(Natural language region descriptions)
========================

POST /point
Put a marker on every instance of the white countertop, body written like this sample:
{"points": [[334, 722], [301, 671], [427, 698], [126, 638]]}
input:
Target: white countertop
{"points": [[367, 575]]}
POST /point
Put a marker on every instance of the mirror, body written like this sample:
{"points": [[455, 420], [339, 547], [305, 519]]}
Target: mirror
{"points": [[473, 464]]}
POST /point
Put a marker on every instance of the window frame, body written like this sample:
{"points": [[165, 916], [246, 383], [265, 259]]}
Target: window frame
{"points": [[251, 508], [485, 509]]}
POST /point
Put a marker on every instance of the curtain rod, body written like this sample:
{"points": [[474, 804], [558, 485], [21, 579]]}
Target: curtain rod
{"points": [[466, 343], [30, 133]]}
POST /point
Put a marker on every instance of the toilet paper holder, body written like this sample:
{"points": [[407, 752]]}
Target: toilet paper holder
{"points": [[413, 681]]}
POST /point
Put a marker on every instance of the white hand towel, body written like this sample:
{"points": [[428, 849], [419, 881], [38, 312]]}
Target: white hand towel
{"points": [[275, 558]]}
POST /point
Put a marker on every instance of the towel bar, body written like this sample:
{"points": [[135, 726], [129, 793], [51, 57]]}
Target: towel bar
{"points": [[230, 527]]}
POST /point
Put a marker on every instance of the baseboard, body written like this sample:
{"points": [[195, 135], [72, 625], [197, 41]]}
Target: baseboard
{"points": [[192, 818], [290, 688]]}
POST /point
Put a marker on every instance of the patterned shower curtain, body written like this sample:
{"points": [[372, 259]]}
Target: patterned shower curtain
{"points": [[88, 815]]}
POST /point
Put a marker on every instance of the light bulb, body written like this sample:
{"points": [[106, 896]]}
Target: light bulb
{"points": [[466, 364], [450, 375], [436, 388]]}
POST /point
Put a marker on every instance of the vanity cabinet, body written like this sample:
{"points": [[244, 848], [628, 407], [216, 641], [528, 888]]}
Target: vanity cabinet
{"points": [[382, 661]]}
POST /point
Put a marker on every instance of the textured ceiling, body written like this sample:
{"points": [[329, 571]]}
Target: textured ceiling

========================

Line by line, copy the data above exactly as it reads.

**TASK RESPONSE:**
POST /point
Put a marker on every instance of the white countertop, body written like this sample:
{"points": [[334, 722], [301, 671], [427, 698], [126, 638]]}
input:
Target: white countertop
{"points": [[367, 575]]}
POST /point
Put a marker on every instance of the mirror, body written like this sample:
{"points": [[455, 420], [339, 547], [305, 519]]}
Target: mirror
{"points": [[473, 464]]}
POST /point
Put a marker on every instance of the window frame, body written like this sample:
{"points": [[165, 916], [246, 383], [265, 259]]}
Target: window frame
{"points": [[251, 508], [485, 509]]}
POST /point
Put a marker on every instance of the curtain rod, body written like this sample:
{"points": [[474, 804], [558, 485], [21, 579]]}
Target: curtain rod
{"points": [[466, 343], [30, 133]]}
POST /point
Put a marker on every instance of the toilet paper holder, body written like this sample:
{"points": [[407, 752]]}
Target: toilet paper holder
{"points": [[413, 681]]}
POST /point
Put a marker on every instance of the white hand towel, body written like this sample:
{"points": [[428, 849], [419, 881], [38, 312]]}
Target: white hand towel
{"points": [[275, 558]]}
POST /point
Put a marker on every instance of the towel bar, body written like this sample:
{"points": [[135, 726], [129, 793], [51, 57]]}
Target: towel bar
{"points": [[230, 527]]}
POST /point
Put a marker on every instance of the baseboard, body written like this sample:
{"points": [[195, 135], [72, 625], [197, 41]]}
Target: baseboard
{"points": [[192, 818], [290, 688]]}
POST /point
Put a marker on every instance of the patterned shower curtain, body written like this sample:
{"points": [[372, 259]]}
Target: patterned shower curtain
{"points": [[88, 815]]}
POST /point
Put a marker on every instance of the light bulb, body written like this sample:
{"points": [[106, 896]]}
Target: light bulb
{"points": [[466, 364], [450, 375], [436, 388]]}
POST /point
Put a marker on every instance of the vanity cabinet, body written like this sample:
{"points": [[244, 848], [628, 407], [216, 641], [528, 888]]}
Target: vanity cabinet
{"points": [[382, 661]]}
POST /point
Put a marker on every instance of the textured ceiling, body written like this sample:
{"points": [[329, 571]]}
Target: textured ceiling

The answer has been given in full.